### Stated goal
Leaving out the pictures, transcribe all of the records faithfully.

### Supplied data
★ ★ ★

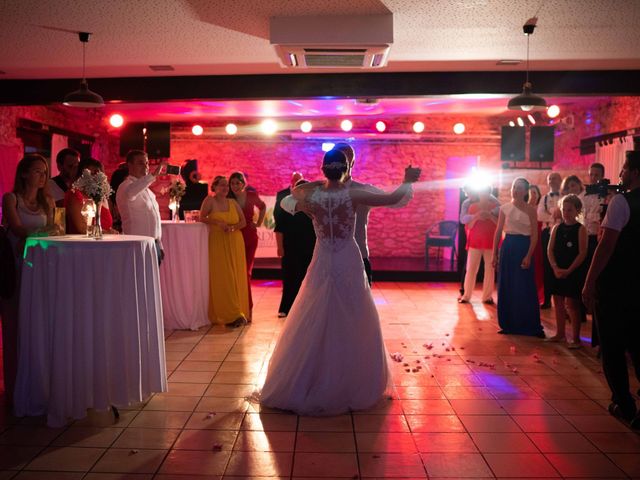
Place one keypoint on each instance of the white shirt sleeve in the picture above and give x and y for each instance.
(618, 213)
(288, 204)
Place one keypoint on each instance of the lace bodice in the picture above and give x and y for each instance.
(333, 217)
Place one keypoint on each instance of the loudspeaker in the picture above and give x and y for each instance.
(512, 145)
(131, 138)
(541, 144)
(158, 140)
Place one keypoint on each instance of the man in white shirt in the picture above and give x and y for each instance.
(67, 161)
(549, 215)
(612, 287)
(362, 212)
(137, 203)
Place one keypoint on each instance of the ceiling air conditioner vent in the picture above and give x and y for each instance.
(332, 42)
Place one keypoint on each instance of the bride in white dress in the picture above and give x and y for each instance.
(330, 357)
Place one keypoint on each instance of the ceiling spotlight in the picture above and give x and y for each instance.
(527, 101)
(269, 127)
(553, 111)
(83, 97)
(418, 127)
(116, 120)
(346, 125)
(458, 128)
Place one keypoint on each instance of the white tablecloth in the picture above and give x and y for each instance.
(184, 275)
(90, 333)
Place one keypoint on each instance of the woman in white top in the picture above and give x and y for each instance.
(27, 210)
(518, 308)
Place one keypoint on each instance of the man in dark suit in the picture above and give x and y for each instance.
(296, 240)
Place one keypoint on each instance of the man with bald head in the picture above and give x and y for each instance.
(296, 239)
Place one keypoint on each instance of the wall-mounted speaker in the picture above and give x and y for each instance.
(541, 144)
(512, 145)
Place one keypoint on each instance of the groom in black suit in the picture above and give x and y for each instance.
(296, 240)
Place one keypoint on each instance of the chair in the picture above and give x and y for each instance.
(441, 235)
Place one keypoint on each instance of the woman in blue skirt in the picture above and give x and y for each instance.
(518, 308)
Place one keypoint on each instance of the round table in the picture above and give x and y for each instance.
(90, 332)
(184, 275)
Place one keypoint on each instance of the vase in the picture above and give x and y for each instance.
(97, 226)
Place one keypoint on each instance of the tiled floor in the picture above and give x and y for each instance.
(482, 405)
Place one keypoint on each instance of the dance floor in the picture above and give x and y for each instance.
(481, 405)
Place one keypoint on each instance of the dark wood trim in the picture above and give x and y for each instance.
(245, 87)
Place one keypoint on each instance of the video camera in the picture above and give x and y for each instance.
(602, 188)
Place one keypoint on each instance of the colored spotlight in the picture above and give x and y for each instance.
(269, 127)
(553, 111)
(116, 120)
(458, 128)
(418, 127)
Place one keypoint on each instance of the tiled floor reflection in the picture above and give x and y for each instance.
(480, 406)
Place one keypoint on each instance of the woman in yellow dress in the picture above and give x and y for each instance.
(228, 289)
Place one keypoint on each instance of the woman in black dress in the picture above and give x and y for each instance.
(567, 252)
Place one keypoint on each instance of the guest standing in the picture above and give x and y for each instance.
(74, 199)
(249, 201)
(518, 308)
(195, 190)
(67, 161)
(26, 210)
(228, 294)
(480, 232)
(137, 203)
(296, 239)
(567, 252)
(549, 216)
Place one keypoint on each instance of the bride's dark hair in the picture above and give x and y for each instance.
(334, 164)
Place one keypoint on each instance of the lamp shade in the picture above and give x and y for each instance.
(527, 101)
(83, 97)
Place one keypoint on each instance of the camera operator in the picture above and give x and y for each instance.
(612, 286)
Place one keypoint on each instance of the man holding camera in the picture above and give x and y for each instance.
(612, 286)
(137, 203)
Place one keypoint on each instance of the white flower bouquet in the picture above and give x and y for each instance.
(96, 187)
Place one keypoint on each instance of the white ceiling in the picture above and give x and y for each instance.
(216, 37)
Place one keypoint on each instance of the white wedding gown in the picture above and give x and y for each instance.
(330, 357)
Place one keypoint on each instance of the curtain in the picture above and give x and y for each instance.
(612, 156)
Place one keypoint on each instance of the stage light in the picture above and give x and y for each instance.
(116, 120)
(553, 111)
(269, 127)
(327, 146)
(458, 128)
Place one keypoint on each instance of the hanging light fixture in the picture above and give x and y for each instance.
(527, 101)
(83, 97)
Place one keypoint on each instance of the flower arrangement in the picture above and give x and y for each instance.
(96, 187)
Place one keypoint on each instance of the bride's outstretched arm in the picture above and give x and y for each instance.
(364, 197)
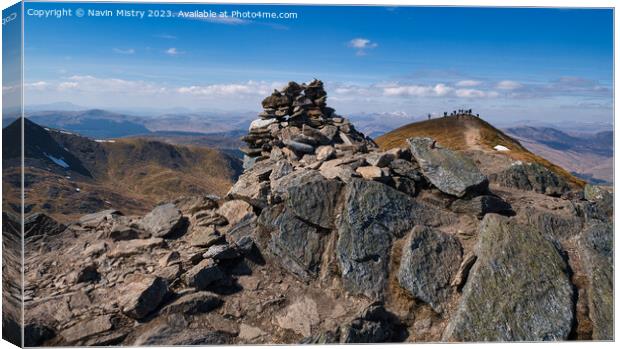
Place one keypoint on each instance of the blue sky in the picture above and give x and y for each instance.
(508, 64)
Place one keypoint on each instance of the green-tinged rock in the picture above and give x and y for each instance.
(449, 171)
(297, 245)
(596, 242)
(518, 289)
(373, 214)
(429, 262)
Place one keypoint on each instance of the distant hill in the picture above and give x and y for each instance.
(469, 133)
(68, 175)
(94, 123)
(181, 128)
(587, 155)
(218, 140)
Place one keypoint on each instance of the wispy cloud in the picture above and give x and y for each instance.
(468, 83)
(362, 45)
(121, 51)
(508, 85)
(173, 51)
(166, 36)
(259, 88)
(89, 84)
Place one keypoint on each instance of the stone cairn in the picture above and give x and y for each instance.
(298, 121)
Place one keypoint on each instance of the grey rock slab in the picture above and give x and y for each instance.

★ ★ ★

### Result
Place one keypoint on each instance of the white shirt sleeve in the picture above and give x and y for each instance.
(618, 213)
(288, 204)
Place one keypoint on each instance of the lace bodice in the picture above and give x and y for each instance.
(333, 217)
Place one keypoint on each instance of the loudspeaker in the picture above and give x and y for each instance.
(512, 145)
(131, 138)
(541, 144)
(158, 140)
Place one keypoint on each instance of the man in white shirt in the picture above and give x and y for each instance.
(67, 161)
(549, 215)
(612, 287)
(362, 212)
(137, 203)
Place one keypoint on each instance of the ceiling air conditioner vent in the picture above and give x and y for each instance.
(332, 42)
Place one keypoint on each instance of the bride in white dress in the picture above and give x and y for each instance.
(330, 357)
Place one keypoint on each instance of the ceiling spotlight in the picture above and give x and y for each instance.
(527, 101)
(269, 127)
(553, 111)
(83, 97)
(418, 127)
(116, 120)
(346, 125)
(458, 128)
Place one keypoint on each instance of the white tablecloth in the picture above and give x and y for each instance.
(184, 275)
(90, 333)
Place one keypoint on each instance of the woman in white top in the picture above and give x and y for each instance.
(27, 210)
(518, 308)
Place one keypoint on each instance of the man in dark suit in the picture above and give x and y for each instance.
(296, 240)
Place one keypoint on each instance of the man with bald head in the picture above and give x and y for each instance.
(296, 239)
Place one keypoint on each instance of the wall-mounted speaker in the picture above and give x and y for each instance.
(541, 144)
(512, 145)
Place one keypoint on each instance of the groom in black suit in the picture above and give x and y for each instance.
(296, 240)
Place one keypoint on each instance of the chair in the picture above and give x and y for each instance.
(441, 235)
Place one keypoint on each instance of the woman in blue skirt in the picture above and give x and y for each instance.
(518, 308)
Place one keypoint on each instance of the round table in the picture above and give x and y for each instance.
(90, 332)
(184, 275)
Place one keypoint on each instance of the vase in the picture above and give x and y for each instance.
(97, 226)
Place one keypoint on each instance of the tiled floor in the picture above and give x and y for each instance.
(482, 405)
Place one keypoint on each instance of the dance floor in the picture above and give x and y for each instance.
(481, 405)
Place one keypoint on each instance of the dark wood trim in the picture above and give x and y for each instance.
(245, 87)
Place one keypoint on each instance of the video camera in the picture above and give x and y for each instance.
(602, 188)
Place one keypoint on each instance of the colored spotlight in the picture above and give x and y for each instance.
(269, 127)
(553, 111)
(116, 120)
(458, 128)
(418, 127)
Place one keypoint on each instance of the tiled floor reflection in the picture above and give x and y for each instance.
(480, 406)
Place one keypoint on each instance of the woman in yellow dress in the picture above and give x and y for each instance.
(228, 289)
Place one keypoint on each instance of the woman in black dress in the picture above and give x and y for each instance.
(567, 252)
Place one keypoint on each instance of the guest standing in the picture above and give x and y for each instance.
(74, 199)
(249, 201)
(518, 308)
(195, 190)
(67, 161)
(26, 210)
(228, 294)
(480, 232)
(137, 203)
(296, 239)
(567, 252)
(549, 216)
Place one keypoint on each instance of the bride's dark hair in the picture above and give x and y for each instance.
(334, 164)
Place one keypoint on each instance of the lamp shade in the picture above and give x and y for each instance.
(527, 101)
(83, 97)
Place one keypoint on each instance of the camera operator in the picture above and give x and y for each instance.
(612, 286)
Place one keypoint on each instance of the man holding camera in the picture above and give x and y for each instance.
(612, 286)
(137, 203)
Place one keypoint on each instance of the white flower bouquet in the picture above and give x and y for each instance.
(96, 187)
Place one keypoint on each instance of the white ceiling in the picture above and give x and y for each instance.
(216, 37)
Place one keypoint on each instance of the white wedding gown in the picture above and give x and y for each instance.
(330, 357)
Place one keypoint on each instance of the curtain in the picture above and give x and y for each instance.
(612, 156)
Place one keypoint on each instance of the stage light in the picture above and give x and y for each instance.
(116, 120)
(553, 111)
(269, 127)
(327, 146)
(458, 128)
Place one keypoint on each instance of the hanging light fixture in the picture above and give x and y for each instance.
(527, 101)
(83, 97)
Place one keypoint on each instance of the flower arrangement in the picture above and give x and y for each instance.
(96, 187)
Place one keypoint on each instance of the bride's outstretched arm in the picture above and give x and y for each instance.
(364, 197)
Place one keypoint on each instance of the blue sky in the picture above and give x and y for each instance.
(508, 64)
Place one keypoint on each instance of the green-tinged rock in the picture above and give x and y for each instance.
(449, 171)
(297, 245)
(596, 242)
(518, 289)
(373, 214)
(429, 262)
Place one keypoint on each instance of the distant hill in the picture above and give x and y for each instance.
(469, 133)
(68, 175)
(94, 123)
(181, 128)
(587, 155)
(218, 140)
Place one keypoint on each instance of the wispy cloud in the picture above and give x and y for each instance.
(468, 83)
(362, 45)
(121, 51)
(508, 85)
(173, 51)
(166, 36)
(259, 88)
(89, 84)
Place one keypoint on each instance of the stone cairn in the picture above and give x and y for each instance.
(298, 121)
Place one keypoint on each instance of the grey rock slab in the picture above and give x and y for each instance.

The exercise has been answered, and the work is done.